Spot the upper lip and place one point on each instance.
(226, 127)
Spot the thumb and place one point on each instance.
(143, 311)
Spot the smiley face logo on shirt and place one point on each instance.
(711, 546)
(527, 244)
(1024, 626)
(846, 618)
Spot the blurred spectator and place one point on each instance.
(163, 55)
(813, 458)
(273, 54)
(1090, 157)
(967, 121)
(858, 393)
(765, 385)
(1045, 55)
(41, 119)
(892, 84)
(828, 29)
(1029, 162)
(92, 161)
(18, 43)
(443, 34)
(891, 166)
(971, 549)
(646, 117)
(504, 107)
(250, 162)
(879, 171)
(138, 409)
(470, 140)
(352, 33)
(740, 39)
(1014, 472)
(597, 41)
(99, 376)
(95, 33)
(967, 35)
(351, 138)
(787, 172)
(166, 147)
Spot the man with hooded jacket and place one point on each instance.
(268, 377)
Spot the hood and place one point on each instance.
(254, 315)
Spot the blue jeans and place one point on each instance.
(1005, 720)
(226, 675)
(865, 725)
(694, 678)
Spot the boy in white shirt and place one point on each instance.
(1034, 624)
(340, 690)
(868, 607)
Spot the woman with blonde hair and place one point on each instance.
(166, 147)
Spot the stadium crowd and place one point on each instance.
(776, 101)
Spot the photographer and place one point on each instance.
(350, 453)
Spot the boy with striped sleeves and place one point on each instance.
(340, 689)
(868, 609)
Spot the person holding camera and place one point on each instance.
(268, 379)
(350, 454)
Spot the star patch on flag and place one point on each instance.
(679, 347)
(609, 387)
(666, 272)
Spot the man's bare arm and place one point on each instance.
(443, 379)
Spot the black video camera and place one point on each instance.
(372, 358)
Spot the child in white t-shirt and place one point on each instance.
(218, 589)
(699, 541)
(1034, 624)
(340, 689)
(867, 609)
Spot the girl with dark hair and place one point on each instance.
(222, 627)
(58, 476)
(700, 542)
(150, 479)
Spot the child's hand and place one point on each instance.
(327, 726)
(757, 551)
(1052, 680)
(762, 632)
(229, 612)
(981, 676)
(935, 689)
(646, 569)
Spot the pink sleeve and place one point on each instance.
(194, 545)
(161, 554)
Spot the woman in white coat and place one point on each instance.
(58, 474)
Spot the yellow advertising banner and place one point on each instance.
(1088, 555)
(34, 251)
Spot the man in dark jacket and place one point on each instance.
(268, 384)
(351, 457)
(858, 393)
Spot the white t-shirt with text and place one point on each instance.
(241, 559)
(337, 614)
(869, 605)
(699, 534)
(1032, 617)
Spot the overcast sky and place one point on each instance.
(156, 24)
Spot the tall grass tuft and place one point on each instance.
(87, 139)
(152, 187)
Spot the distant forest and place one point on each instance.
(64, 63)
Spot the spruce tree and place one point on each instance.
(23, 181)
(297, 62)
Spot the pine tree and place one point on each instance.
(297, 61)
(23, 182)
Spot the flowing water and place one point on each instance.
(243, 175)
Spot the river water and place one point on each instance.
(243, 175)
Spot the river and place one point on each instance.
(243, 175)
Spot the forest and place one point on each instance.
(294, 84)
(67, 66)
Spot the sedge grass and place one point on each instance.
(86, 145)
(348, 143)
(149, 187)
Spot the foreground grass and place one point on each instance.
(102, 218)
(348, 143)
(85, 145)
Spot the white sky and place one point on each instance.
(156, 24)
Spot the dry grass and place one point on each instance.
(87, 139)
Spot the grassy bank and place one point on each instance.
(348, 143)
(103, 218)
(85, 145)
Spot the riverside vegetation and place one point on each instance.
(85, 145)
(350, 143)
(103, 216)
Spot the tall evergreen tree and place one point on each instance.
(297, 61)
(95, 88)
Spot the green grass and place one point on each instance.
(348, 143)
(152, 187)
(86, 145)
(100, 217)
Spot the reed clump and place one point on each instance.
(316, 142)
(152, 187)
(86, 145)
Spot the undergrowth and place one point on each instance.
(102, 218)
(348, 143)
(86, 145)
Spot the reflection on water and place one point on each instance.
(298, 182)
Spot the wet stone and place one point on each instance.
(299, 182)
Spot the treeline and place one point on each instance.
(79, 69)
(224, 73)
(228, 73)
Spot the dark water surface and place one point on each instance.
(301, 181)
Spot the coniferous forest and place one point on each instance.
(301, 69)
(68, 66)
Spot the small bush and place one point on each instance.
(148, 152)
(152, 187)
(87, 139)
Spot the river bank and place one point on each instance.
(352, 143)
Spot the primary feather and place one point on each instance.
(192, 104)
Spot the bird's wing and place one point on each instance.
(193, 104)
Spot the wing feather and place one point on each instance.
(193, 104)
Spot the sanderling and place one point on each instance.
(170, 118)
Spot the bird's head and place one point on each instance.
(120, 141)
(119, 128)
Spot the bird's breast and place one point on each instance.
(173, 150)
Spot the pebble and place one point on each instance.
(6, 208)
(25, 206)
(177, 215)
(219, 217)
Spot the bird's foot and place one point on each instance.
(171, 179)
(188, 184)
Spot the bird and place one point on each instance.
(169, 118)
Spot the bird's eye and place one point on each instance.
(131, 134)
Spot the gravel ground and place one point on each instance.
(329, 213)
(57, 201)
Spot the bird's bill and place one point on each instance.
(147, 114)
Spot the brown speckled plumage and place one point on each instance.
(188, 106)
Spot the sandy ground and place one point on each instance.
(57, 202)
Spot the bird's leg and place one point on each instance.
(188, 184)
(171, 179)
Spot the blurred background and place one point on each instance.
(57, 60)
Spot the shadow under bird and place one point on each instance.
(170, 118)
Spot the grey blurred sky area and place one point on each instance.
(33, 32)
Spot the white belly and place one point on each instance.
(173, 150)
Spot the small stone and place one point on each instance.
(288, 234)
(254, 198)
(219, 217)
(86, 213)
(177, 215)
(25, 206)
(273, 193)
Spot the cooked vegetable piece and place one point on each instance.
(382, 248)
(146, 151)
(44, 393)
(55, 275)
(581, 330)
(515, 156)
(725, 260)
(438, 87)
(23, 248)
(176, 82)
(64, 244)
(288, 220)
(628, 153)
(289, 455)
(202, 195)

━━━━━━

_Your goal_: Repeat all the entries word for word.

_Response area_:
Spot the upper lip and place one point on each instance.
(226, 127)
Spot the thumb and place one point on each instance.
(143, 311)
Spot the smiley face logo on shirt and place one point on each instance.
(711, 546)
(527, 244)
(1024, 626)
(846, 618)
Spot the blurred spectator and place one point on each instance.
(163, 55)
(813, 458)
(273, 54)
(1090, 157)
(967, 121)
(858, 393)
(765, 385)
(1045, 55)
(41, 119)
(892, 84)
(828, 29)
(1029, 162)
(92, 161)
(18, 43)
(443, 34)
(891, 166)
(971, 549)
(646, 117)
(504, 107)
(250, 162)
(879, 171)
(138, 409)
(470, 140)
(352, 33)
(740, 39)
(1014, 472)
(597, 41)
(99, 376)
(95, 33)
(967, 35)
(351, 138)
(787, 172)
(166, 147)
Spot the man with hooded jacket and place one point on each instance.
(268, 377)
Spot the hood and place one point on each instance.
(254, 315)
Spot the blue jeans and place one point on each instance.
(1005, 720)
(226, 675)
(865, 725)
(694, 678)
Spot the boy in white shirt and place one point on each instance.
(1034, 624)
(340, 690)
(868, 607)
Spot the woman with blonde hair and place one point on each instance.
(166, 147)
Spot the stadium crowd and place one point on each instance.
(776, 101)
Spot the photographer and place one point on each instance.
(350, 453)
Spot the boy with striped sleeves and place one point on each instance.
(340, 689)
(868, 609)
Spot the person holding camera and place one point on each instance.
(268, 379)
(350, 454)
Spot the star patch on flag and place one point on each instance.
(679, 347)
(609, 387)
(666, 272)
Spot the man's bare arm and place one point on each instance.
(443, 379)
Spot the black video camera and place one point on each instance.
(372, 358)
Spot the child in white t-shirt and place one point on each instance.
(218, 589)
(699, 541)
(1034, 624)
(340, 689)
(867, 609)
Spot the girl with dark hair and place one point on each instance.
(222, 627)
(58, 476)
(700, 542)
(150, 479)
Spot the child's hand and place one point on each instance.
(327, 726)
(757, 551)
(1052, 680)
(762, 632)
(229, 612)
(981, 676)
(935, 689)
(646, 569)
Spot the pink sleeve and place one point on each instance.
(194, 545)
(161, 554)
Spot the woman in white coat and place one point on each instance.
(58, 474)
Spot the yellow advertising banner and place one point on each instance.
(1088, 555)
(34, 251)
Spot the man in dark jacket and place one point on each instance.
(268, 384)
(351, 457)
(858, 393)
Spot the white t-shirt with text and place one point on each instance.
(241, 559)
(337, 614)
(869, 605)
(699, 534)
(1032, 617)
Spot the overcast sky and place one point on each instance.
(156, 24)
Spot the tall grass tuft and place one point on each instance.
(87, 139)
(152, 187)
Spot the distant forest and place one point on each instance.
(64, 63)
Spot the spruce tree and place one point on each instance.
(23, 181)
(297, 62)
Spot the pine tree and place one point on each instance.
(297, 61)
(23, 182)
Spot the flowing water and place one point on each instance.
(243, 175)
Spot the river water and place one point on each instance.
(243, 175)
Spot the river and place one point on each instance.
(243, 175)
Spot the forest and place one point on each instance.
(294, 84)
(67, 66)
Spot the sedge grass and place one point on each instance.
(86, 145)
(348, 143)
(149, 187)
Spot the foreground grass and place one point on each instance.
(102, 218)
(348, 143)
(85, 145)
Spot the white sky and place one point on each instance.
(156, 24)
Spot the dry grass and place one point on each instance.
(87, 139)
Spot the grassy bank and place one point on each instance.
(348, 143)
(103, 218)
(85, 145)
Spot the riverside vegetation and place one point on each instance.
(85, 145)
(350, 143)
(103, 216)
Spot the tall evergreen tree and place one point on each instance.
(297, 61)
(95, 88)
Spot the green grass and place one point on each instance.
(348, 143)
(152, 187)
(86, 145)
(100, 217)
Spot the reed clump and place one point on each instance.
(316, 142)
(152, 187)
(86, 145)
Spot the undergrowth and place one point on each instance.
(102, 218)
(348, 143)
(86, 145)
Spot the reflection on water and place one point on each instance.
(298, 182)
Spot the wet stone and place one point on each instance.
(299, 182)
Spot the treeline and place one point on each instance.
(79, 69)
(224, 73)
(228, 73)
Spot the dark water surface and place one point on each instance.
(301, 181)
Spot the coniferous forest and place one point on each instance.
(301, 69)
(68, 66)
Spot the small bush and place one point on each instance.
(148, 152)
(152, 187)
(87, 139)
Spot the river bank and place one point on each instance.
(352, 143)
Spot the primary feather and place one point on each instance.
(192, 104)
Spot the bird's wing and place one point on each instance.
(193, 104)
Spot the wing feather and place one point on each instance.
(193, 104)
Spot the sanderling and place one point on each instance.
(170, 118)
Spot the bird's head and place one point on each instance.
(120, 141)
(119, 128)
Spot the bird's breast and place one point on each instance.
(173, 150)
Spot the pebble and place one point on each instance.
(6, 208)
(25, 206)
(177, 215)
(219, 217)
Spot the bird's foot and place one point on each instance.
(171, 179)
(188, 184)
Spot the bird and place one point on each instance.
(169, 118)
Spot the bird's eye and place one point on each instance.
(131, 134)
Spot the gravel ground and place one point on each instance.
(329, 213)
(57, 201)
Spot the bird's bill and place one point on each instance.
(147, 114)
Spot the brown speckled plumage and place one point on each instance.
(188, 106)
Spot the sandy ground and place one point on each instance.
(57, 202)
Spot the bird's leg and place one point on each instance.
(188, 184)
(171, 179)
Spot the blurred background and place one point on each instance.
(57, 60)
Spot the shadow under bird and place one point on each instance.
(170, 118)
Spot the grey blurred sky area and place one point on each instance.
(33, 32)
Spot the white belly and place one point on each instance.
(173, 150)
Spot the small stone and place one point on each instance.
(288, 234)
(254, 198)
(219, 217)
(86, 213)
(177, 215)
(25, 206)
(273, 193)
Spot the cooked vegetable piece and place one point on each instance.
(382, 248)
(146, 151)
(44, 393)
(55, 275)
(581, 330)
(515, 156)
(725, 260)
(438, 87)
(23, 248)
(176, 82)
(64, 244)
(288, 220)
(628, 153)
(289, 455)
(202, 195)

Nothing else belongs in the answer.